What is expected: Copy every one of the records below line for line, without changing a single character.

Material provided:
• • • • • • •

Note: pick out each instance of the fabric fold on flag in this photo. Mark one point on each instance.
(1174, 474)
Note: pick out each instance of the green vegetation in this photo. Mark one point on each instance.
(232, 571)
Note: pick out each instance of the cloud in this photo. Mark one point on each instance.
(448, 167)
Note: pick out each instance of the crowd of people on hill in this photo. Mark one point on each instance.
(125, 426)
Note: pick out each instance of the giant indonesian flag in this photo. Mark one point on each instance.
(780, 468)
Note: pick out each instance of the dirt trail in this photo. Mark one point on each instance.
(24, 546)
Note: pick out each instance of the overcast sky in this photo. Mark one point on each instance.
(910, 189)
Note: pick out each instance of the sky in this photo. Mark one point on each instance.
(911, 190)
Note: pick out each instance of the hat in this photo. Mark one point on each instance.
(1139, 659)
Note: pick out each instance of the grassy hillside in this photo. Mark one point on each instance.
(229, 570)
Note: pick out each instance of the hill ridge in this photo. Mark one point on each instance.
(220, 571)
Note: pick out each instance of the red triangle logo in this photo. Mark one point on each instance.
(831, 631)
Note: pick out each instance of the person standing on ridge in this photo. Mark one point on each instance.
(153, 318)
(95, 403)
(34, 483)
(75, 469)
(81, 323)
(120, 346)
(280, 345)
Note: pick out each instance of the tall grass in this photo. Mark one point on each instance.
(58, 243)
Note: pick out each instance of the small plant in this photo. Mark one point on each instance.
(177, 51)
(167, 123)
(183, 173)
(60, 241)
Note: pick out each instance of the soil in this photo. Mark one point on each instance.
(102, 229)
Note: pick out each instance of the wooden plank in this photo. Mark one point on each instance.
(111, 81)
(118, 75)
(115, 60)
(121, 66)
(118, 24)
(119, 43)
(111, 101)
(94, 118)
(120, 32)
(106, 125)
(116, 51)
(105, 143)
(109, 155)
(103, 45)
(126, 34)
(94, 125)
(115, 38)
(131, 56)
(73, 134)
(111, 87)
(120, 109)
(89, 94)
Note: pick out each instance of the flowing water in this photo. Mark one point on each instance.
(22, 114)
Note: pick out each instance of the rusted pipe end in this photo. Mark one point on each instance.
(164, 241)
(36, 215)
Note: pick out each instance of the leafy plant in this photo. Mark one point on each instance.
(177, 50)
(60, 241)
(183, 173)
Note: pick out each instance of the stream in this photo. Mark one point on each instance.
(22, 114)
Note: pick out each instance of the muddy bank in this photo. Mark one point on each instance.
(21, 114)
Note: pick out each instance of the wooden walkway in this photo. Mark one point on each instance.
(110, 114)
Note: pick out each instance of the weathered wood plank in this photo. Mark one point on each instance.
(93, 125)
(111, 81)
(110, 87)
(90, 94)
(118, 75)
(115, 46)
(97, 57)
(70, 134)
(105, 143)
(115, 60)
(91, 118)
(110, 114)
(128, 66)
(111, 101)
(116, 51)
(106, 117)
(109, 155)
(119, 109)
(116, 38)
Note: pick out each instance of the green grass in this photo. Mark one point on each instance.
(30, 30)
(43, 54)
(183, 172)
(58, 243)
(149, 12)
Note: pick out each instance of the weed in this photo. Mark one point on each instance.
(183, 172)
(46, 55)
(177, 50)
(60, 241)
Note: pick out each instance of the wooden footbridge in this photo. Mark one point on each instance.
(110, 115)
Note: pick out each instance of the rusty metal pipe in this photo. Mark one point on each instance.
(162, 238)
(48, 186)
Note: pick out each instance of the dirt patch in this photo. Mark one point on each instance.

• • • • • • •

Full output:
Note: pick out each instance of the fabric fold on flag in this photo. Mark one point on each instance.
(1174, 474)
Note: pick out each instance of the green vegetation in this photo. Mark one point on each instance.
(232, 571)
Note: pick out each instance of the cloud in this photo. Mark one point on each instance.
(448, 167)
Note: pick out each instance of the crowd of people on hill in this photo. Mark one point on each instance.
(125, 426)
Note: pick out each instance of the giant indonesian flag in this photo. Mark one point on each instance.
(780, 468)
Note: pick out each instance of the dirt trail in this photo. Mark one point on each instance.
(24, 546)
Note: pick out each instance of the overcast sky in this photo. Mark one point on each instance.
(910, 189)
Note: pick out each instance of the sky in this photo. Mark one point on each instance.
(911, 190)
Note: pick out each instance of the hat in this photo. Mark one point on each instance.
(1139, 659)
Note: pick out each instance of the grassy hillside in this photo. Mark one point on each instance.
(229, 570)
Note: pick out each instance of the hill ridge in this photo. Mark one point on each instance.
(220, 571)
Note: pick out each instance of the red triangle logo in this photo. Mark one point on each instance.
(831, 631)
Note: pick out each instance of the person standing on ridge in this photo. Mark one point on each instance.
(153, 318)
(95, 403)
(34, 483)
(75, 469)
(81, 323)
(120, 346)
(280, 345)
Note: pick out each instance of the tall grass in this photo. Mark one point on each instance.
(58, 243)
Note: pick out each instance of the small plant in this photo. Mark one point on each instance.
(177, 51)
(167, 123)
(183, 173)
(60, 241)
Note: pick out each instance of the soil in this photo. Mark one point on each instance.
(102, 229)
Note: pick out each instance of the wooden plank in this photo. Mark one point on each instance.
(111, 81)
(118, 75)
(115, 60)
(121, 66)
(118, 24)
(119, 43)
(111, 101)
(94, 118)
(120, 32)
(106, 125)
(116, 51)
(105, 143)
(109, 155)
(103, 45)
(126, 34)
(94, 125)
(115, 38)
(131, 56)
(73, 134)
(111, 87)
(120, 109)
(89, 94)
Note: pick out each instance of the flowing water in this photo. Mark one point on each instance.
(22, 114)
Note: pick out each instance of the rusted pipe end in this photo. Mark one point on each instance.
(164, 241)
(36, 215)
Note: pick out each instance of the leafy plant in this photo. Mark one point on each instance.
(177, 50)
(60, 241)
(183, 173)
Note: pick out each instance of the stream in this photo. Mark one point on each instance.
(22, 114)
Note: pick out each instance of the muddy bank in this photo. Mark one point on each instance.
(21, 114)
Note: pick out each instance of the wooden walkway in this photo. Mark one point on each instance.
(110, 114)
Note: pick out each instance of the weathered wood plank in this photo. Mark one point on each instance.
(93, 125)
(111, 81)
(110, 87)
(90, 94)
(118, 75)
(115, 46)
(97, 57)
(70, 134)
(105, 143)
(115, 60)
(91, 118)
(110, 114)
(128, 66)
(111, 101)
(116, 51)
(106, 117)
(109, 155)
(119, 109)
(116, 38)
Note: pick out each instance of the green grass in this photo. Mark one point on each instance.
(30, 30)
(43, 54)
(183, 172)
(58, 243)
(149, 12)
Note: pick out each instance of the weed in this photo. Mark one point on each instance.
(183, 172)
(46, 55)
(177, 50)
(60, 241)
Note: pick out each instance of the wooden footbridge in this photo. Mark one point on each instance.
(110, 115)
Note: pick out each instance of the rusty metal pipe in this photo. Mark one point on each instance.
(162, 238)
(48, 186)
Note: pick out each instance of the dirt patch in this photo. Mark one point on each instance.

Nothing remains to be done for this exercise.